Exercise description: Nothing but the exact text of the entries should appear in your answer; pictures stay out.

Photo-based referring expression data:
*-*-*
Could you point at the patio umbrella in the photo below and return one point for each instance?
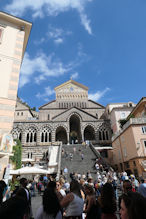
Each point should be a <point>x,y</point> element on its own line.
<point>28,170</point>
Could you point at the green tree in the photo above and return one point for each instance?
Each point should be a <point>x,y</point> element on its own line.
<point>17,151</point>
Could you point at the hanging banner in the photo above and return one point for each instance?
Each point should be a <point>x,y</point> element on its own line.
<point>7,143</point>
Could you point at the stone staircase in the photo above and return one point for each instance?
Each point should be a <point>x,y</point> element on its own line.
<point>76,164</point>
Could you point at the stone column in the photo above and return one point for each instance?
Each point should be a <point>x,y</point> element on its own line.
<point>23,141</point>
<point>67,137</point>
<point>82,136</point>
<point>53,136</point>
<point>38,140</point>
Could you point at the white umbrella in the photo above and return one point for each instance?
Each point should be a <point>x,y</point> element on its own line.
<point>28,170</point>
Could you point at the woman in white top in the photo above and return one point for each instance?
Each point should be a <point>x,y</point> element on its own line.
<point>50,209</point>
<point>73,202</point>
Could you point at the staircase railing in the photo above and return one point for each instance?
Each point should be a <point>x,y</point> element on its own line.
<point>59,161</point>
<point>99,155</point>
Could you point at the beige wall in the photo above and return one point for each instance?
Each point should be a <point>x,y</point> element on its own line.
<point>129,147</point>
<point>12,47</point>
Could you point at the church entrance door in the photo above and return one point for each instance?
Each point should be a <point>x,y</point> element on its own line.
<point>61,135</point>
<point>75,130</point>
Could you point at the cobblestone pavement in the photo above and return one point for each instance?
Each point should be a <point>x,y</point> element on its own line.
<point>36,202</point>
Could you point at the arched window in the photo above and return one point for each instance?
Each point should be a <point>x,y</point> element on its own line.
<point>42,137</point>
<point>31,137</point>
<point>45,134</point>
<point>46,137</point>
<point>103,135</point>
<point>107,135</point>
<point>35,137</point>
<point>27,137</point>
<point>100,138</point>
<point>49,137</point>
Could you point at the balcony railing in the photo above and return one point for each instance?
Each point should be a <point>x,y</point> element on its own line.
<point>132,121</point>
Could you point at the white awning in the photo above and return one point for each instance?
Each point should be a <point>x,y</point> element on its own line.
*-*-*
Expected answer:
Could you point at the patio umbrella in the photo below and return one point for each instance?
Each point should be a <point>x,y</point> element on its own line.
<point>28,170</point>
Could you point at the green tree in the photo above and return one point for each instance?
Each point should be a <point>x,y</point> element on its own line.
<point>17,151</point>
Could you point at the hanging banner in the photo above and return one point for each instance?
Each point should be a <point>x,y</point> element on its own line.
<point>7,143</point>
Could you point at the stone staircase in the photo above and return one point for each instance?
Each point should be a <point>x,y</point> element on its own line.
<point>76,164</point>
Could you point at the stone column in the photo above and return one point for each instance?
Each point should be a <point>x,y</point> element on its own line.
<point>23,141</point>
<point>67,137</point>
<point>82,136</point>
<point>53,136</point>
<point>38,140</point>
Could you point at the white umbrella in the photo above and return one point for each instance?
Each point should be a <point>x,y</point> element on its own line.
<point>28,170</point>
Could you point at the woman in white top in the photo above and return one point for each instance?
Each point should be a <point>x,y</point> element on its own line.
<point>50,209</point>
<point>73,202</point>
Could you point at the staircase railing in the photo above and return one point for each instance?
Each point should be a <point>x,y</point> element on its own line.
<point>59,161</point>
<point>99,155</point>
Could you point at the beige wall in the photo above and return one point for each instance?
Each point should be a <point>x,y</point> element on its own line.
<point>129,147</point>
<point>12,47</point>
Could you point at the church entrance door in the photo above and return one point for each instance?
Each point should be a <point>x,y</point> element on its own line.
<point>61,135</point>
<point>75,130</point>
Could you point at the cobblestone pavement in the photo above and return one point for each instance?
Each point should be a <point>x,y</point> element on its own line.
<point>36,202</point>
Could you point at the arched window in the photo above and return one point for each instance?
Each point should be a <point>x,y</point> element on its own line.
<point>42,137</point>
<point>31,137</point>
<point>45,134</point>
<point>46,137</point>
<point>103,135</point>
<point>107,135</point>
<point>35,137</point>
<point>27,137</point>
<point>100,138</point>
<point>49,137</point>
Could you point at the balcony railing in the photo above and return one point for each instance?
Each point should be a <point>x,y</point> element on its own line.
<point>132,121</point>
Could you point at the white awning in the photo above and return one point for each instance?
Each point should be a <point>x,y</point> element on its own line.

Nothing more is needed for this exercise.